<<<<

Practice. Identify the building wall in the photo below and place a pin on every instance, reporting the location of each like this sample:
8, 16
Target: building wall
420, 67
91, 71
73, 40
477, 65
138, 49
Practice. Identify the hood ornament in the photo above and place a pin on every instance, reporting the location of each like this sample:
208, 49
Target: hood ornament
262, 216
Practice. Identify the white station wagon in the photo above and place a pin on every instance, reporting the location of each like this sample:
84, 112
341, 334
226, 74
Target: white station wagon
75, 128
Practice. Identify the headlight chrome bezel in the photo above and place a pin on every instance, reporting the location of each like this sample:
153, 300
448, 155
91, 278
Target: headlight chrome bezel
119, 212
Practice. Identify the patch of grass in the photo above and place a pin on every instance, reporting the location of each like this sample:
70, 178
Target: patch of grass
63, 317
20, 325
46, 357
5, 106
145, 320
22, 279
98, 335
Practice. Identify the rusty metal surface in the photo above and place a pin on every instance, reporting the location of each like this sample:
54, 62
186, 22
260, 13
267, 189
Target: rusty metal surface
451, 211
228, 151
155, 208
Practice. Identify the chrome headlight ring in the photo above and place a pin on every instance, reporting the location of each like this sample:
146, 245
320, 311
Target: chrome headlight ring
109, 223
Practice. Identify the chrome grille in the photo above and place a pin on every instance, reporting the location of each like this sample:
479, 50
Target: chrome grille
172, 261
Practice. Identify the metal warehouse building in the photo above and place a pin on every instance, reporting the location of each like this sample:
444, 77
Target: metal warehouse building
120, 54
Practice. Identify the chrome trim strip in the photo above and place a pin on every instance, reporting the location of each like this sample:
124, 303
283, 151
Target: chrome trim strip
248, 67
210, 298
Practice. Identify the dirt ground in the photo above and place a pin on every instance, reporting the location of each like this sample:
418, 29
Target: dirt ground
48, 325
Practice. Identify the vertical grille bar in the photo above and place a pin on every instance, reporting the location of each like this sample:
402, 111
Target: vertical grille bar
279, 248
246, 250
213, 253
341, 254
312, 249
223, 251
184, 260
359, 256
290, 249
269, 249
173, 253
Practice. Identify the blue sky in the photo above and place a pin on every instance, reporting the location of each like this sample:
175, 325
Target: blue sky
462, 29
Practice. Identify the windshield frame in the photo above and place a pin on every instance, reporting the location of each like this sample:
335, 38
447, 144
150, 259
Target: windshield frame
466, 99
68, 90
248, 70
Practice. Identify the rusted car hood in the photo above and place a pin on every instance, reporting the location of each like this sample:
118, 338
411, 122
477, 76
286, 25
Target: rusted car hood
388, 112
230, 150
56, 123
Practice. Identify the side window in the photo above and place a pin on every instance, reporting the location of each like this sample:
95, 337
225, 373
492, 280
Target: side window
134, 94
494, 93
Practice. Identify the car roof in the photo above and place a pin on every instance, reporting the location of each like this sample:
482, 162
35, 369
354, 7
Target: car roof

>>>>

Your assignment: When a line in the data contains "roof", return it as written.

Output below:
Practice. Identify the car roof in the photo above and place a pin on every instance, reporting the location of each like this sample:
Target: car roof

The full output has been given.